## PASSAGE PROVIDED
* Begin *

- Eugen Neagu
Why quality investing?
Updated: Jan 21, 2021
Stronger portfolio design leads to better outcomes for investors. At N2 Asset Management Limited we have kept the same principles and structure that made our investment proposition so successful in the past. We are optimistic about the future, and we believe that the whole equity market will continue to deliver long term value as it has always done. In short, we believe capitalism works.
Our equity exposure gives a high allocation to what is known as quality companies. This may sound blindingly obvious, but you might be surprised to know how many investors fail to have a good definition of a high-quality business.
A high-quality company is a company which has two main qualities: a high Return on Capital Employed (ROCE), and high barriers to entry (Warren Buffett calls them ‘moats’) to protect the high ROCE.
It is important to note that we are not just looking for a high rate of return but also a sustainably high rate of return. An important contributor to this is repeat business, usually from consumers. A company that sells many small items each day is better able to earn more consistent returns over the years than a company whose business is cyclical, like a steel manufacturer, or a property developer, which only gets paid when they are able to sell a property.
This approach rules out most businesses that do not sell direct to consumers or make goods which are not consumed at short and regular intervals. Capital goods companies sell to businesses; however, business buyers could defer purchases of such products when the business cycle turns down. Moreover, businesses employ staff specialised in acquisitions, whose main job is to drive down the cost of purchase and lengthen their payment terms. Even when a company sells to consumers, it is unlikely to fit our criteria if its products have a life which can be extended. When consumers hit hard times, they can defer replacing their cars, houses and appliances, but not food and toiletries.
Quality companies do something very unusual: they break the rule of mean reversion that states investment return must revert to the average as new capital is attracted to business activities earning super-normal returns.

* End *

## DATA EXCERPT

* Begin *

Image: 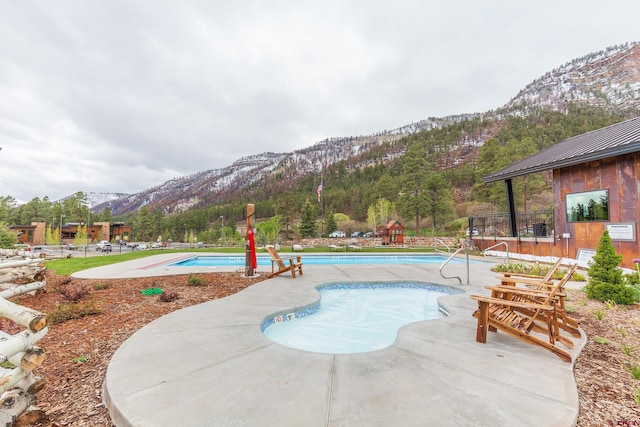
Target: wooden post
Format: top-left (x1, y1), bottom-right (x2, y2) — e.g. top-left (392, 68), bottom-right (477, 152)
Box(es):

* End *

## SHORT TASK A
Reproduce the portion of the quality-investing passage between "Our equity exposure" and "a high-quality business.", inclusive.
## SHORT TASK B
Answer these questions from the quality-investing passage:
(i) What two main qualities define a high-quality company?
(ii) What name does Warren Buffett give to barriers to entry?
(iii) Which consumer purchases cannot be deferred when consumers hit hard times?
## SHORT TASK C
Carry the quality-investing passage forward from its final sentence.
The listing is not required for any of the work on the quality-investing passage.

## TASK OUTPUT A
Our equity exposure gives a high allocation to what is known as quality companies. This may sound blindingly obvious, but you might be surprised to know how many investors fail to have a good definition of a high-quality business.

## TASK OUTPUT B
(i) A high Return on Capital Employed (ROCE) and high barriers to entry that protect that ROCE.
(ii) ‘Moats’.
(iii) Food and toiletries.

## TASK OUTPUT C
They can do this because their most important assets are not physical assets, which can be replicated by anyone with access to capital, but intangible assets, which can be very difficult to replicate, no matter how much capital a competitor is willing to spend. Moreover, it is hard for companies to replicate these intangible assets using borrowed funds, as banks tend to favour the (often illusory) comfort of tangible collateral for their loans. This means that the business does not suffer from economically irrational competitors, even when credit is freely available.
It is not enough for companies to earn a high rate of return. High-quality companies must also be able to reinvest a portion of their excess cash flow back into the business to grow while generating a high return on the cash reinvested. Over time, this should compound shareholders’ wealth by generating more than a pound of stock market value for each pound reinvested.
An important contributor to their resilience is a resistance to product obsolescence. This means that high quality companies will not be found in industries which are subject to rapid technological innovation. Innovation is often sought by investors but does not always produce lasting value for them. Developments such as canals, railroads, aviation, microchips and the internet have transformed industries and people’s lives. They have created value for some investors, but a lot of capital gets destroyed for others.
Courtesy of www.wikibuy.com
Above you will see examples of high-quality companies from the consumer staples sector. Our clients tend to have exposure to Pepsico, Nestle, Coca Cola, Unilever, Mondelez, and Johnson & Johnson through the funds we choose for them. You would expect that at least 20% to 30% of the equity portfolio to be made from consumer staples stocks. Alcohol producers like Diageo, Heineken, Brown Forman (Jack Daniel’s producer) or the Chinese Kweichow Moutai are also high-quality companies, benefiting as well from the short and regular interval their clients drink their products.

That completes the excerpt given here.